» **Instructions to follow**
Set down, word for word, the stretch of lines from the one containing "point: the white t-shirt, center" to the end of the records below.

(Pointing and labeling entries)
= = =
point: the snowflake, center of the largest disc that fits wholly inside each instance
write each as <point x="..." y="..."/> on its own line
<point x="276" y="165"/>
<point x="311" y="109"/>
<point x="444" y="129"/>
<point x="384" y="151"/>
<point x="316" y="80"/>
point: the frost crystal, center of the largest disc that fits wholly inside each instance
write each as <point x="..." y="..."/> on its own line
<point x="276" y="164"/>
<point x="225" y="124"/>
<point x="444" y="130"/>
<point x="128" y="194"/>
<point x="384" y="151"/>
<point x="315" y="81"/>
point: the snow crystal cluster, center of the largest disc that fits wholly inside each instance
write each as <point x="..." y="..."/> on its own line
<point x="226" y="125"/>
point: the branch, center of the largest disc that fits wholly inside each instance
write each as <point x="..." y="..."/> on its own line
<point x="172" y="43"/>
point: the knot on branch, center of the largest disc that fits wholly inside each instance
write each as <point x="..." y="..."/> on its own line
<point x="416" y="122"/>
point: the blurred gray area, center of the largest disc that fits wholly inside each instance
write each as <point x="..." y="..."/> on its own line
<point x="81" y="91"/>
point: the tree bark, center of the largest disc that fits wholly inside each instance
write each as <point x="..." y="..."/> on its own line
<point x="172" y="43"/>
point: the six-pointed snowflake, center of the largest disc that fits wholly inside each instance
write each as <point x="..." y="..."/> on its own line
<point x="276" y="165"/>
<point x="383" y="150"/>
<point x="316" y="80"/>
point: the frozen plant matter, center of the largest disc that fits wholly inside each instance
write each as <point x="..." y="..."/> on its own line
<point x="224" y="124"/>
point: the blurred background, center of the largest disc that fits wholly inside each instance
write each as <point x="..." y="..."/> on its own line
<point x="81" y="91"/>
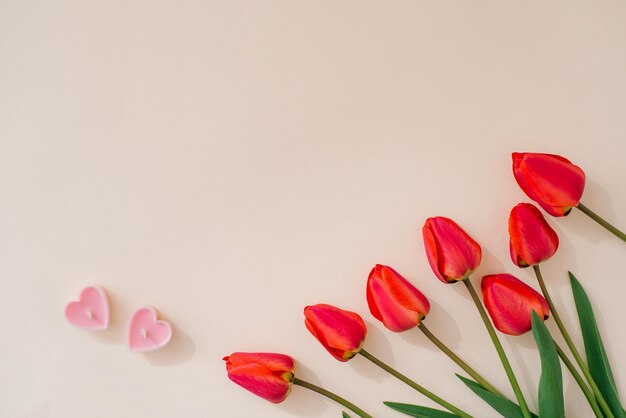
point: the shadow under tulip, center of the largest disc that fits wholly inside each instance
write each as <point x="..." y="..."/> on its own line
<point x="441" y="323"/>
<point x="304" y="403"/>
<point x="376" y="342"/>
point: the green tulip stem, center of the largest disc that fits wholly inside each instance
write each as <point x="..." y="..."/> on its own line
<point x="414" y="385"/>
<point x="332" y="396"/>
<point x="581" y="382"/>
<point x="496" y="342"/>
<point x="572" y="347"/>
<point x="611" y="228"/>
<point x="458" y="360"/>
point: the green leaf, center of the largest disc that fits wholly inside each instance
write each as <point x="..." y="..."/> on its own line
<point x="505" y="407"/>
<point x="594" y="349"/>
<point x="418" y="411"/>
<point x="551" y="402"/>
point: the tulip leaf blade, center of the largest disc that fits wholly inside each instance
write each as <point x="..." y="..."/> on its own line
<point x="597" y="359"/>
<point x="551" y="400"/>
<point x="502" y="405"/>
<point x="418" y="411"/>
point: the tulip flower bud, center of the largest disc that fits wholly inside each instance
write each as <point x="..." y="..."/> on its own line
<point x="268" y="375"/>
<point x="394" y="301"/>
<point x="510" y="303"/>
<point x="550" y="180"/>
<point x="452" y="253"/>
<point x="532" y="240"/>
<point x="341" y="332"/>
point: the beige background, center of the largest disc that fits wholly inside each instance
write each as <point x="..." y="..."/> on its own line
<point x="231" y="162"/>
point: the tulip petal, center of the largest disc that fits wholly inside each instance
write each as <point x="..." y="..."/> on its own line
<point x="395" y="316"/>
<point x="273" y="361"/>
<point x="451" y="252"/>
<point x="550" y="180"/>
<point x="510" y="303"/>
<point x="532" y="238"/>
<point x="259" y="380"/>
<point x="341" y="332"/>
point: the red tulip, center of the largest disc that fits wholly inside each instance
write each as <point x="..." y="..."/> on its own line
<point x="550" y="180"/>
<point x="453" y="255"/>
<point x="341" y="332"/>
<point x="268" y="375"/>
<point x="510" y="303"/>
<point x="532" y="239"/>
<point x="394" y="301"/>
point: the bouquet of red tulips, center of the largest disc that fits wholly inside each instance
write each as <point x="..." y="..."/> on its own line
<point x="507" y="304"/>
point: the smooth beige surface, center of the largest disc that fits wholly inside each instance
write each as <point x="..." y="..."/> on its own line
<point x="231" y="162"/>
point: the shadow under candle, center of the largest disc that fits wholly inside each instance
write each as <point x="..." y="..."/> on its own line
<point x="180" y="349"/>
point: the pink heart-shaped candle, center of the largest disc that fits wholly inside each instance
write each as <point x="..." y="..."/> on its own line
<point x="91" y="311"/>
<point x="146" y="333"/>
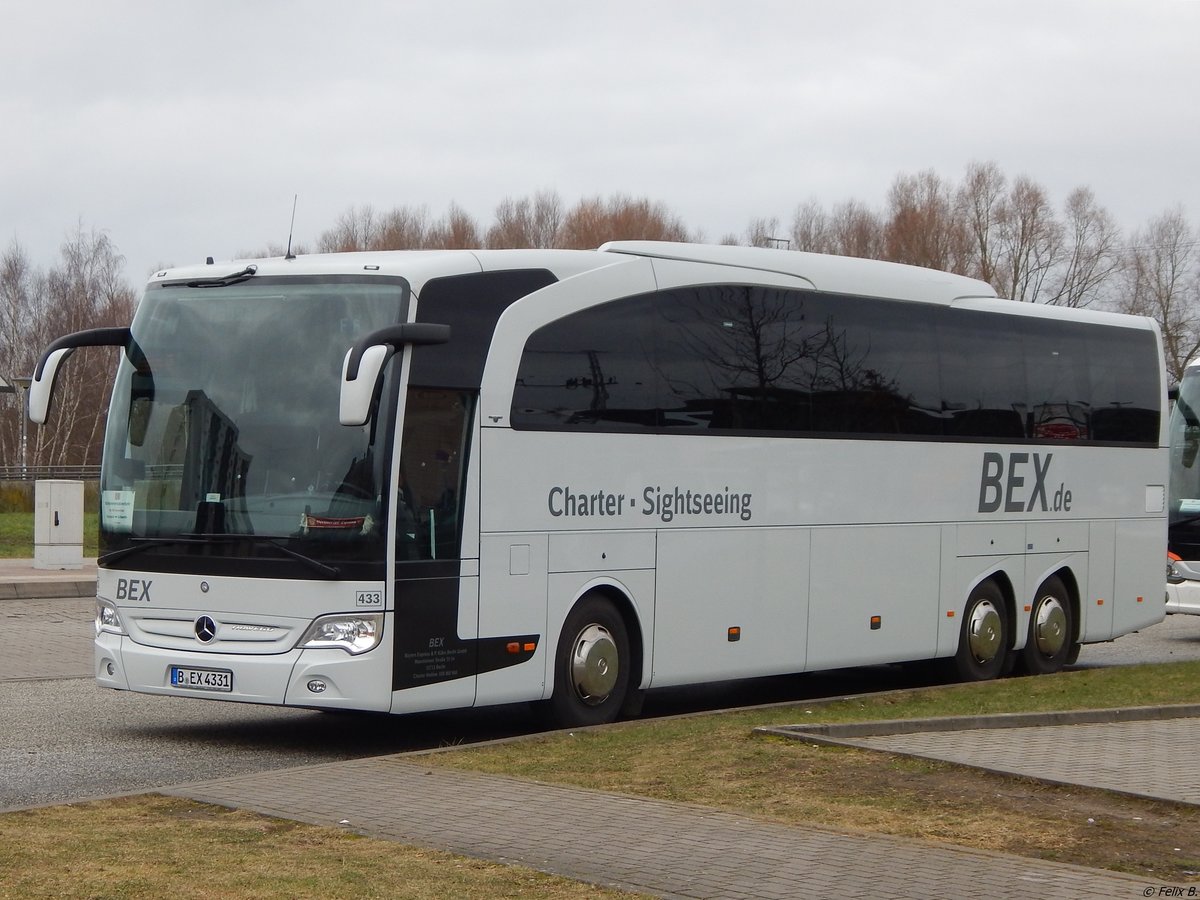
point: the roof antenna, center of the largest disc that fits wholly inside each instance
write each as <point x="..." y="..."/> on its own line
<point x="289" y="255"/>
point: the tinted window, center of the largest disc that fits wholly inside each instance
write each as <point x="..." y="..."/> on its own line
<point x="750" y="359"/>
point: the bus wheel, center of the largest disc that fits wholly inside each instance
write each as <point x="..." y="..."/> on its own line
<point x="1049" y="642"/>
<point x="983" y="639"/>
<point x="592" y="665"/>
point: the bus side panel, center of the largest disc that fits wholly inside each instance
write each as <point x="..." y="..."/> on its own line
<point x="513" y="601"/>
<point x="1096" y="606"/>
<point x="714" y="580"/>
<point x="1139" y="589"/>
<point x="875" y="594"/>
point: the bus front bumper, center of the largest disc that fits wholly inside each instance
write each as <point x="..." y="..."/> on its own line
<point x="321" y="678"/>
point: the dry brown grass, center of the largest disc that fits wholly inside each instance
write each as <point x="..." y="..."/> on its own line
<point x="155" y="847"/>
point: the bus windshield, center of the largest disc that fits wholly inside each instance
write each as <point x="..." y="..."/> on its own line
<point x="1185" y="442"/>
<point x="223" y="435"/>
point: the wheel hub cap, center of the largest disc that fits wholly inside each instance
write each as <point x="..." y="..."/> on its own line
<point x="594" y="665"/>
<point x="1050" y="627"/>
<point x="984" y="630"/>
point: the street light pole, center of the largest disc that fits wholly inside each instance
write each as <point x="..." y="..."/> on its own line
<point x="23" y="383"/>
<point x="19" y="385"/>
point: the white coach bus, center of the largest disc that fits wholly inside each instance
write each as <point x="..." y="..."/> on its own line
<point x="1183" y="497"/>
<point x="425" y="480"/>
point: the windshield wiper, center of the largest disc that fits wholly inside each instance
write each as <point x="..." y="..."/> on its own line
<point x="141" y="544"/>
<point x="329" y="571"/>
<point x="217" y="281"/>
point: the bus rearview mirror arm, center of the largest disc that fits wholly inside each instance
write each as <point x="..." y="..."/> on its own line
<point x="41" y="388"/>
<point x="365" y="361"/>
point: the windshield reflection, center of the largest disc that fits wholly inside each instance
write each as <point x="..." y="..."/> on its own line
<point x="228" y="424"/>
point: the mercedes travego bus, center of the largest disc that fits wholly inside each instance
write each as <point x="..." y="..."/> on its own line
<point x="1183" y="508"/>
<point x="426" y="480"/>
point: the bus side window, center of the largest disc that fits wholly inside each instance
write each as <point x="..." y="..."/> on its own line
<point x="430" y="491"/>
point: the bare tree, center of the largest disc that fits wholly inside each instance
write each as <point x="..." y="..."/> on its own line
<point x="857" y="232"/>
<point x="527" y="222"/>
<point x="594" y="221"/>
<point x="1163" y="281"/>
<point x="1092" y="258"/>
<point x="979" y="203"/>
<point x="922" y="227"/>
<point x="354" y="229"/>
<point x="85" y="289"/>
<point x="1030" y="243"/>
<point x="811" y="229"/>
<point x="455" y="231"/>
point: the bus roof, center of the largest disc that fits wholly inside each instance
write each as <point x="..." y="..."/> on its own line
<point x="841" y="275"/>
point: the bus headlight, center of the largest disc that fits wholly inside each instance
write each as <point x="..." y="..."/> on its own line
<point x="108" y="621"/>
<point x="353" y="633"/>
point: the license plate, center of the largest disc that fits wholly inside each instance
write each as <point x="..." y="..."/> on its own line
<point x="202" y="679"/>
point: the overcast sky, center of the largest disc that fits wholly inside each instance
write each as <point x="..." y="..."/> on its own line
<point x="185" y="129"/>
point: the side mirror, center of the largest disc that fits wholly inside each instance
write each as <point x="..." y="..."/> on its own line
<point x="354" y="405"/>
<point x="365" y="361"/>
<point x="41" y="389"/>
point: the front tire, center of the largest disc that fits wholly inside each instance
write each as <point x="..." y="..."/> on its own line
<point x="983" y="639"/>
<point x="592" y="666"/>
<point x="1049" y="643"/>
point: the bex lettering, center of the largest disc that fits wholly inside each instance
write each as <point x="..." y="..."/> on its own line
<point x="1019" y="485"/>
<point x="133" y="589"/>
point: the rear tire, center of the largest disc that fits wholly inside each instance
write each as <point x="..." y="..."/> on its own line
<point x="1049" y="642"/>
<point x="592" y="666"/>
<point x="983" y="637"/>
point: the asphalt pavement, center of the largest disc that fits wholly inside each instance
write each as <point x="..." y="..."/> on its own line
<point x="678" y="850"/>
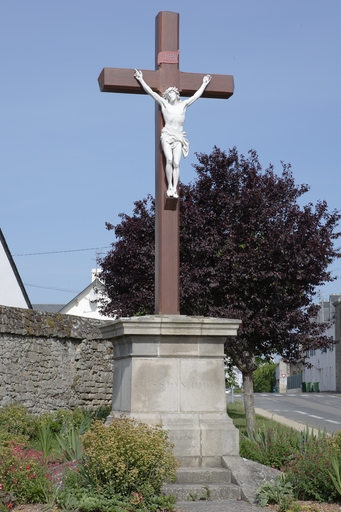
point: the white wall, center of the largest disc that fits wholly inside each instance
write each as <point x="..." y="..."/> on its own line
<point x="10" y="291"/>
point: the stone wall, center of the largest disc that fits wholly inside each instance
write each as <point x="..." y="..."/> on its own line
<point x="50" y="361"/>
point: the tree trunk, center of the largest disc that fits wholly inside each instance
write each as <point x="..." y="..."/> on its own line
<point x="249" y="403"/>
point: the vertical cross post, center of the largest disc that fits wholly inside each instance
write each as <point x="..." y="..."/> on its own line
<point x="167" y="212"/>
<point x="167" y="215"/>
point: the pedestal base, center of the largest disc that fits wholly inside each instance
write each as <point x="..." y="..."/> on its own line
<point x="170" y="370"/>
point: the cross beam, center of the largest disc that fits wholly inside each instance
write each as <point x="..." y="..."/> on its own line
<point x="167" y="219"/>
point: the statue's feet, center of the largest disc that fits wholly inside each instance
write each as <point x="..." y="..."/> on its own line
<point x="171" y="192"/>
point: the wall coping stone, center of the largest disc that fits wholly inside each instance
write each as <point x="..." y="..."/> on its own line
<point x="29" y="322"/>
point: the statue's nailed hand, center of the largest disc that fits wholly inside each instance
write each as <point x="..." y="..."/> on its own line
<point x="138" y="75"/>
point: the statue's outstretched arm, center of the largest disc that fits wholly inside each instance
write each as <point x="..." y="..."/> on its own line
<point x="205" y="81"/>
<point x="139" y="77"/>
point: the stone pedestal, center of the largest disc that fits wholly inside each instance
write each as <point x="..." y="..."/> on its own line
<point x="170" y="370"/>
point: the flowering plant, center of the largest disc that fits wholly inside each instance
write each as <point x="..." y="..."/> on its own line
<point x="23" y="473"/>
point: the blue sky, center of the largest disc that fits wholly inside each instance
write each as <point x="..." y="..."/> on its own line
<point x="72" y="158"/>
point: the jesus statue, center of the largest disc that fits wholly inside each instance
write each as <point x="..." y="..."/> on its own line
<point x="173" y="137"/>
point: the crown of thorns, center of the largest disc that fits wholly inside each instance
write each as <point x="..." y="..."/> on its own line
<point x="169" y="90"/>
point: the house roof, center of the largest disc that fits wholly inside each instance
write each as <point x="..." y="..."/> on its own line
<point x="95" y="284"/>
<point x="14" y="270"/>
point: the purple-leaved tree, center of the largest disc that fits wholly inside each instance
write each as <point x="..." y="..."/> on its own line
<point x="248" y="250"/>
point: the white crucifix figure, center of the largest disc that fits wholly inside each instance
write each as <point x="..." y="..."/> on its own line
<point x="173" y="136"/>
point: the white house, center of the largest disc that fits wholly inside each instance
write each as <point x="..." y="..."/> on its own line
<point x="86" y="302"/>
<point x="323" y="370"/>
<point x="12" y="290"/>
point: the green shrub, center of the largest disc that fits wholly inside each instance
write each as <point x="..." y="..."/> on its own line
<point x="269" y="446"/>
<point x="128" y="456"/>
<point x="308" y="470"/>
<point x="23" y="473"/>
<point x="280" y="493"/>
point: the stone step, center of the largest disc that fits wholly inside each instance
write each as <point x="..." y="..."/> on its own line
<point x="203" y="476"/>
<point x="198" y="492"/>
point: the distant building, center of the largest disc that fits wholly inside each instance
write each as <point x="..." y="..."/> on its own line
<point x="323" y="361"/>
<point x="86" y="302"/>
<point x="12" y="290"/>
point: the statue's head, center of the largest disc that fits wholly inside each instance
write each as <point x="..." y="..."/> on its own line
<point x="169" y="90"/>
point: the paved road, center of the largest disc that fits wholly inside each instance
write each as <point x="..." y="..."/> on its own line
<point x="318" y="410"/>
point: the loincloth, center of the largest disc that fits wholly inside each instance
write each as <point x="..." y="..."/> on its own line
<point x="175" y="138"/>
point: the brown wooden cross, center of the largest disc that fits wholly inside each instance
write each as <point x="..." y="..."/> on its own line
<point x="167" y="218"/>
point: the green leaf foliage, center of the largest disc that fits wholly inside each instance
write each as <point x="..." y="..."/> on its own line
<point x="128" y="456"/>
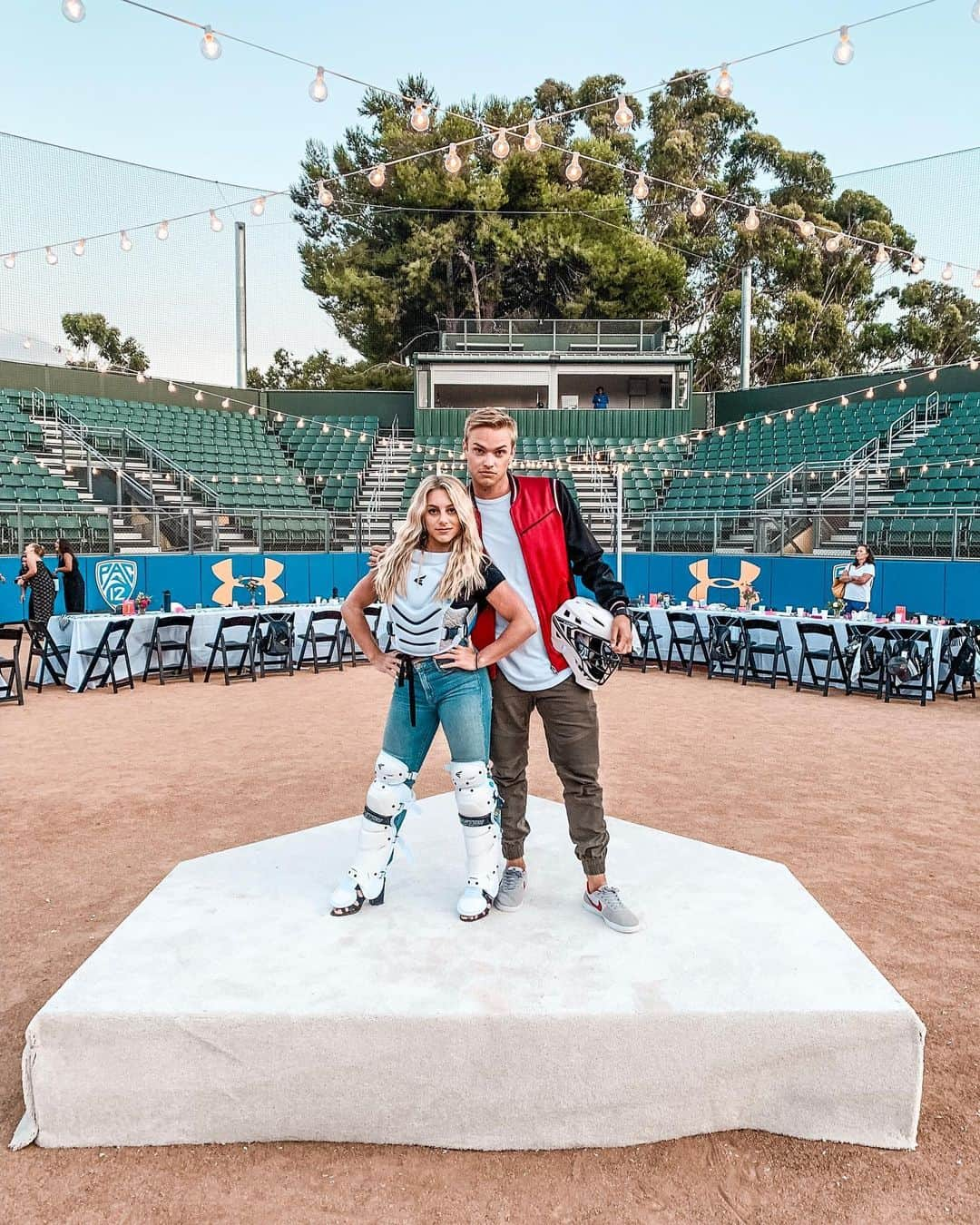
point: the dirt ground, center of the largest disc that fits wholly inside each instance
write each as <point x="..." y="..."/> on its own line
<point x="875" y="808"/>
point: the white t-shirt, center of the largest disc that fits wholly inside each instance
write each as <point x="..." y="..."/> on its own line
<point x="528" y="668"/>
<point x="860" y="591"/>
<point x="423" y="625"/>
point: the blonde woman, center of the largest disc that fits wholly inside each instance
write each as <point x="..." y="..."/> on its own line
<point x="433" y="581"/>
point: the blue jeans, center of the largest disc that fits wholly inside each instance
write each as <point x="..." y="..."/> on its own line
<point x="458" y="700"/>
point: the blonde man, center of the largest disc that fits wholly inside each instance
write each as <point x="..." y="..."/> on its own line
<point x="532" y="528"/>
= = =
» **Task response**
point: the white t-shirt, center of the largest disc that fits wholly inside each instance
write each as <point x="..." y="..."/> on its own line
<point x="528" y="668"/>
<point x="860" y="591"/>
<point x="423" y="625"/>
point: the blonde woman, center of the largest disc that fits wholly inside each instance
write each as <point x="..." y="..."/> on its own line
<point x="433" y="581"/>
point: the blue jeans, center of the largest disc that fits wholly inside each instance
write each as <point x="..." y="..."/> on its own line
<point x="458" y="700"/>
point: the blonde man, center of the largest disc that fits wholly inside each instance
write each as <point x="..." y="..."/> on its own line
<point x="532" y="528"/>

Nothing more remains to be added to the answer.